Every line of the data should be retyped with no difference from the original.

(Beginning of DATA)

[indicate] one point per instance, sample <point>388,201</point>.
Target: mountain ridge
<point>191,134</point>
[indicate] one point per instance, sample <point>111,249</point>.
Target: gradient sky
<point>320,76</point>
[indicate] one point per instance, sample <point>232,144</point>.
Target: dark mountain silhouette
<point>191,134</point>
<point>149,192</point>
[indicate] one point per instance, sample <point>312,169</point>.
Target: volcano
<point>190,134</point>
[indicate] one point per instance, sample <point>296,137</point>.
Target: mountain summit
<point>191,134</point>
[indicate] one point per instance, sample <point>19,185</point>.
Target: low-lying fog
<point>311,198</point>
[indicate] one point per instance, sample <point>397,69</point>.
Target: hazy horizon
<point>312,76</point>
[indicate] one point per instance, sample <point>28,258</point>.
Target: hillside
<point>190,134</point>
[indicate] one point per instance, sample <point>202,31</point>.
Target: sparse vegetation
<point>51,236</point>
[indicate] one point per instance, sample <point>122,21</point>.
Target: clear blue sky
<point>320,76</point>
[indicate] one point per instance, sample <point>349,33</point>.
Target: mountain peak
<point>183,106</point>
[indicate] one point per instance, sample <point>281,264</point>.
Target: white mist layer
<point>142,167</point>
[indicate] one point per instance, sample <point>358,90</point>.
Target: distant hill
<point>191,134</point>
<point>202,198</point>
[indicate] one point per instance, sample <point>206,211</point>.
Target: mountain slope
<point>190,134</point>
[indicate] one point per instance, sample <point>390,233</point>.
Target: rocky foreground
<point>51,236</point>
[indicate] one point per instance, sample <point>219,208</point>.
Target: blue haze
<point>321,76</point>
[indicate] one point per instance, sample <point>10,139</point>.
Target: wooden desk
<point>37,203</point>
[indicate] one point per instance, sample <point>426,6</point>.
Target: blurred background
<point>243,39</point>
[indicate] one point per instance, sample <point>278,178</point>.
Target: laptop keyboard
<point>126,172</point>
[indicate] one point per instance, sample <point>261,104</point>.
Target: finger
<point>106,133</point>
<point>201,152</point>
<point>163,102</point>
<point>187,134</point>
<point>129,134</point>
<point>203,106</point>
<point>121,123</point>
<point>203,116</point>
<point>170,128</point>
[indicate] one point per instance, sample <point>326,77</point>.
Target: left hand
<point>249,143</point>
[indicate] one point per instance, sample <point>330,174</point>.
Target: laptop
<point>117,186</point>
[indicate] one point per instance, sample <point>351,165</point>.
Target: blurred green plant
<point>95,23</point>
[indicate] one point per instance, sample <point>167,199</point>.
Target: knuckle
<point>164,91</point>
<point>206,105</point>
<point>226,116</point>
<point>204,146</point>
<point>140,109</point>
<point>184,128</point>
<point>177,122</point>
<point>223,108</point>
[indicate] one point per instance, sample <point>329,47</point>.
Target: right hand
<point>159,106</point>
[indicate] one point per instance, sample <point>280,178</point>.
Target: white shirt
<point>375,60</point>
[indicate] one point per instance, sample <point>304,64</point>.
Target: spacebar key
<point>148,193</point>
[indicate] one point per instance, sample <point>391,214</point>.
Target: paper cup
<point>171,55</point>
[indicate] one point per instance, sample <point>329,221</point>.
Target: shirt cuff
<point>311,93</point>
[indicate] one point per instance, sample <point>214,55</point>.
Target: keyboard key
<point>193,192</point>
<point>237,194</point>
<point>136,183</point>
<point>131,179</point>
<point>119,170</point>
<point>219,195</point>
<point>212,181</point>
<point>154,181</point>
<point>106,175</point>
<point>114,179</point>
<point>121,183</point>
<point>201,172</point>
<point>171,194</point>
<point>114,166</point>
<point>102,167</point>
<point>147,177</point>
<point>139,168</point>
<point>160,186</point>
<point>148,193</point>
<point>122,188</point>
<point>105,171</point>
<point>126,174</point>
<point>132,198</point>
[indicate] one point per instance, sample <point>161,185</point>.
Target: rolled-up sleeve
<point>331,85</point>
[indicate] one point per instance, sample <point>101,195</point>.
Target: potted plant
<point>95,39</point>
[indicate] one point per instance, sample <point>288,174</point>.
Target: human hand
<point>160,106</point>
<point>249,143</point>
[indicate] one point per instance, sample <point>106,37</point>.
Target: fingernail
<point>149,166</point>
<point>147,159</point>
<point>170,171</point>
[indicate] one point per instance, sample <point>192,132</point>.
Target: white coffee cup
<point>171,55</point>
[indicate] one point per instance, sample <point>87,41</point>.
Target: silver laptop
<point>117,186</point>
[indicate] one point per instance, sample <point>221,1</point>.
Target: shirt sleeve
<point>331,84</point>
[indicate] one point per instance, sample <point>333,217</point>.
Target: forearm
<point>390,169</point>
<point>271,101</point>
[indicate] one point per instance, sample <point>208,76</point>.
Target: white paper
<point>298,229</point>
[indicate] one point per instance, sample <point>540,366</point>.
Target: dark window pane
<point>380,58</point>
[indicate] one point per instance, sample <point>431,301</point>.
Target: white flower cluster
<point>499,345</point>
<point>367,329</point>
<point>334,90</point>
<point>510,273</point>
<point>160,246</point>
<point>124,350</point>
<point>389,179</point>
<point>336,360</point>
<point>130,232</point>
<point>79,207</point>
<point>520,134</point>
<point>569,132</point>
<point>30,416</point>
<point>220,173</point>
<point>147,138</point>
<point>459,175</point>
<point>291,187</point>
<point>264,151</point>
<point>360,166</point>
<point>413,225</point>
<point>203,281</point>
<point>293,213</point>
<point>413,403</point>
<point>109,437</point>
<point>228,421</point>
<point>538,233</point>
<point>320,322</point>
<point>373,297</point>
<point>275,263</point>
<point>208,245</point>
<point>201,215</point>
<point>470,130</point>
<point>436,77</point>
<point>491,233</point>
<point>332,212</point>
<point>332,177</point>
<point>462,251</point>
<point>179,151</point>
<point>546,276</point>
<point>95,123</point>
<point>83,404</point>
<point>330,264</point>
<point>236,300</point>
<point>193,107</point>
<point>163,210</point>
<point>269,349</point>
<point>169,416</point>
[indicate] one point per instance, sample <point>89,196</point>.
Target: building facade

(End of DATA)

**RESULT OF THE EXERCISE:**
[indicate] one point per instance, sample <point>388,201</point>.
Target: mountain ridge
<point>191,134</point>
[indicate] one point per instance, sample <point>111,249</point>.
Target: gradient sky
<point>320,76</point>
[indicate] one point per instance, sample <point>232,144</point>.
Target: dark mountain silhouette
<point>191,134</point>
<point>149,192</point>
[indicate] one point per instance, sample <point>312,169</point>.
Target: volcano
<point>190,134</point>
[indicate] one point per instance, sample <point>296,137</point>.
Target: mountain summit
<point>191,134</point>
[indicate] one point per instance, sample <point>19,185</point>.
Target: low-lying fog
<point>311,198</point>
[indicate] one point per instance, sample <point>397,69</point>.
Target: hazy horizon
<point>312,76</point>
[indicate] one point per instance, sample <point>28,258</point>.
Target: hillside
<point>190,134</point>
[indicate] one point per instance, sample <point>202,31</point>.
Target: sparse vegetation
<point>51,236</point>
[indicate] one point per instance, sample <point>122,21</point>.
Target: clear blue sky
<point>320,76</point>
[indicate] one point per instance, sample <point>349,33</point>.
Target: mountain peak
<point>183,106</point>
[indicate] one point per instance, sample <point>281,264</point>.
Target: white mist layer
<point>142,167</point>
[indicate] one point per instance, sample <point>358,90</point>.
Target: distant hill
<point>191,134</point>
<point>202,198</point>
[indicate] one point per instance, sample <point>206,211</point>.
Target: mountain slope
<point>190,134</point>
[indicate] one point per instance, sample <point>390,233</point>.
Target: rocky foreground
<point>51,236</point>
[indicate] one point per instance, sample <point>219,208</point>.
Target: blue haze
<point>321,76</point>
[indicate] one point per instance, sample <point>10,139</point>.
Target: wooden desk
<point>37,203</point>
[indicate] one point per instance, sample <point>426,6</point>.
Target: blurred background
<point>243,39</point>
[indicate] one point per instance, sample <point>278,178</point>.
Target: laptop keyboard
<point>126,172</point>
[indicate] one point per instance, sample <point>261,104</point>.
Target: finger
<point>106,133</point>
<point>201,152</point>
<point>163,102</point>
<point>187,134</point>
<point>129,134</point>
<point>203,106</point>
<point>121,123</point>
<point>203,116</point>
<point>170,128</point>
[indicate] one point per instance, sample <point>326,77</point>.
Target: left hand
<point>249,143</point>
[indicate] one point per instance, sample <point>330,174</point>.
Target: laptop
<point>117,186</point>
[indicate] one point per instance, sample <point>351,165</point>.
Target: blurred green plant
<point>95,23</point>
[indicate] one point per instance, sample <point>167,199</point>.
Target: knuckle
<point>164,91</point>
<point>206,105</point>
<point>226,116</point>
<point>204,146</point>
<point>140,109</point>
<point>184,128</point>
<point>177,122</point>
<point>223,108</point>
[indicate] one point per instance, sample <point>329,47</point>.
Target: right hand
<point>159,106</point>
[indicate] one point per instance, sample <point>280,178</point>.
Target: white shirt
<point>375,60</point>
[indicate] one point per instance, sample <point>304,64</point>.
Target: spacebar key
<point>148,193</point>
[indicate] one point per instance, sample <point>391,214</point>.
Target: paper cup
<point>171,55</point>
[indicate] one point per instance, sample <point>329,221</point>.
Target: shirt cuff
<point>311,93</point>
[indicate] one point per instance, sample <point>214,55</point>.
Target: keyboard key
<point>193,192</point>
<point>237,194</point>
<point>136,183</point>
<point>131,179</point>
<point>119,170</point>
<point>219,195</point>
<point>212,181</point>
<point>154,181</point>
<point>106,175</point>
<point>114,179</point>
<point>121,183</point>
<point>201,172</point>
<point>171,194</point>
<point>114,166</point>
<point>102,167</point>
<point>147,177</point>
<point>139,168</point>
<point>160,186</point>
<point>148,193</point>
<point>122,188</point>
<point>105,171</point>
<point>126,174</point>
<point>132,198</point>
[indicate] one point per instance, sample <point>161,185</point>.
Target: rolled-up sleeve
<point>331,85</point>
[indicate] one point per instance, sample <point>101,195</point>.
Target: potted plant
<point>95,39</point>
[indicate] one point per instance, sample <point>288,174</point>.
Target: human hand
<point>160,106</point>
<point>249,143</point>
[indicate] one point per instance, sample <point>106,37</point>.
Target: fingernail
<point>149,166</point>
<point>147,159</point>
<point>170,171</point>
[indicate] one point per instance, sample <point>192,132</point>.
Target: white coffee cup
<point>171,55</point>
[indicate] one point per instance, sample <point>87,41</point>.
Target: silver laptop
<point>117,186</point>
[indicate] one point per instance, sample <point>221,1</point>.
Target: shirt sleeve
<point>331,84</point>
[indicate] one point per instance, sample <point>333,217</point>.
Target: forearm
<point>390,169</point>
<point>271,101</point>
[indicate] one point per instance, sample <point>208,76</point>.
Target: white paper
<point>298,229</point>
[indicate] one point per instance, sample <point>540,366</point>.
Target: dark window pane
<point>380,58</point>
[indicate] one point per instance, sample <point>431,301</point>.
Target: white flower cluster
<point>499,345</point>
<point>367,329</point>
<point>334,90</point>
<point>510,273</point>
<point>160,246</point>
<point>124,350</point>
<point>389,179</point>
<point>336,360</point>
<point>130,232</point>
<point>79,207</point>
<point>520,134</point>
<point>569,132</point>
<point>30,416</point>
<point>220,173</point>
<point>147,138</point>
<point>459,175</point>
<point>291,187</point>
<point>264,151</point>
<point>360,166</point>
<point>413,225</point>
<point>203,281</point>
<point>293,213</point>
<point>413,403</point>
<point>109,437</point>
<point>228,421</point>
<point>538,233</point>
<point>320,322</point>
<point>373,297</point>
<point>275,263</point>
<point>208,245</point>
<point>201,215</point>
<point>470,130</point>
<point>436,77</point>
<point>491,233</point>
<point>332,212</point>
<point>332,177</point>
<point>462,251</point>
<point>179,151</point>
<point>546,276</point>
<point>95,123</point>
<point>83,404</point>
<point>330,264</point>
<point>236,300</point>
<point>193,107</point>
<point>163,210</point>
<point>269,349</point>
<point>169,416</point>
[indicate] one point per instance, sample <point>89,196</point>.
Target: building facade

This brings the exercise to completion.